Records provided:
— start —

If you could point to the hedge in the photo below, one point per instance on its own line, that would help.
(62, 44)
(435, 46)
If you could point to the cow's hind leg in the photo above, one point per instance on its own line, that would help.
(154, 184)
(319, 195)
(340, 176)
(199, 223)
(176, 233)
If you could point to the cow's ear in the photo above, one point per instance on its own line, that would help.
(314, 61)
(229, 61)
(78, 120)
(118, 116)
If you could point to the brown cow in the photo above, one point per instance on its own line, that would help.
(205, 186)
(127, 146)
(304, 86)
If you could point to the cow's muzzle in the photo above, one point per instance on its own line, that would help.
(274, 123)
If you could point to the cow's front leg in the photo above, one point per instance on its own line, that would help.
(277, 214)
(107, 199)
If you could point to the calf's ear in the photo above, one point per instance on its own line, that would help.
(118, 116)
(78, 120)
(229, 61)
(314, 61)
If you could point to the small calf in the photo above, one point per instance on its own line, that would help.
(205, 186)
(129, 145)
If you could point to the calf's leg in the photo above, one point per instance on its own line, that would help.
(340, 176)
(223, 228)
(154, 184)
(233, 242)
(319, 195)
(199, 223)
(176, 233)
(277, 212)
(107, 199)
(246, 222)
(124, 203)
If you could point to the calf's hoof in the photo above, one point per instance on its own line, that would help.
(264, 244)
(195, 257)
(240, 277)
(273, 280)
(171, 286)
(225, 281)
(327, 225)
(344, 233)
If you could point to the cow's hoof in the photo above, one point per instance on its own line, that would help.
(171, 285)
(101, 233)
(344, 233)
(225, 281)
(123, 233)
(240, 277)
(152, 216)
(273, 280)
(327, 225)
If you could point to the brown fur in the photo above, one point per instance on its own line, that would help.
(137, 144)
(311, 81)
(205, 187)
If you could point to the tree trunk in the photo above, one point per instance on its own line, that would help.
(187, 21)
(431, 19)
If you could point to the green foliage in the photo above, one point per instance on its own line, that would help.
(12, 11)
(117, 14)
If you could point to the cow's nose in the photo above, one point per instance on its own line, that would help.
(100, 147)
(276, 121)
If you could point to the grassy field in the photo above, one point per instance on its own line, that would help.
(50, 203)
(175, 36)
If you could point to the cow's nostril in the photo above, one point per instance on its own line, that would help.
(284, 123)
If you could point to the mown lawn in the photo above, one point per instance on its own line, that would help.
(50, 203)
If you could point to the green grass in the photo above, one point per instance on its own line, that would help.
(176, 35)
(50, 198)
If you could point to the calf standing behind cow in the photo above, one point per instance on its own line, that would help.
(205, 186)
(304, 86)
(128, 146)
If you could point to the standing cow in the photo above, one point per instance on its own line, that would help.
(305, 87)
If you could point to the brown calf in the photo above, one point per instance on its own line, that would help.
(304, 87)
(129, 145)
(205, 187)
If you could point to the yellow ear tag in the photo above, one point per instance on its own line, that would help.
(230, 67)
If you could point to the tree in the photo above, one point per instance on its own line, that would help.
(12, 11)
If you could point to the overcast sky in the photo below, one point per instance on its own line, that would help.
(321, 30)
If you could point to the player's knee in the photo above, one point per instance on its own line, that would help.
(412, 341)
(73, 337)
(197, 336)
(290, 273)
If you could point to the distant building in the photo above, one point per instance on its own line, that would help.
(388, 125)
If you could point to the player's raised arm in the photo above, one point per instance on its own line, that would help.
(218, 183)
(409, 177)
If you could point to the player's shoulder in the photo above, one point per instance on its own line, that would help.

— end —

Quote the line that contains "If you could point to the brown calf" and each line after it through the end of the data, exactly, leaving out everything else.

If you could point to the brown calf in the photo above, one point per instance on its own line, that would help.
(304, 87)
(129, 145)
(205, 187)
If you could point to the yellow ear tag in the photo above, one point per instance on its own line, that would help.
(230, 67)
If you could point to the tree in the photo above, one point per instance on its own line, that would help.
(12, 11)
If you could point to the overcast sky in the photo below, one point per instance on its own line, that would help.
(321, 30)
If you could point to the player's knee in the photo above, one point per instance on its own line, that would help.
(412, 341)
(73, 337)
(197, 336)
(290, 273)
If you could point to the distant building in the photo above, one point per instance on its own line, that would help.
(388, 125)
If you could point to the player's raised arm in the photo above, one point per instance on its own line, that would help.
(218, 183)
(409, 177)
If you could point to the player's shoulder in the photo above, one point per instance on its own line, that would help.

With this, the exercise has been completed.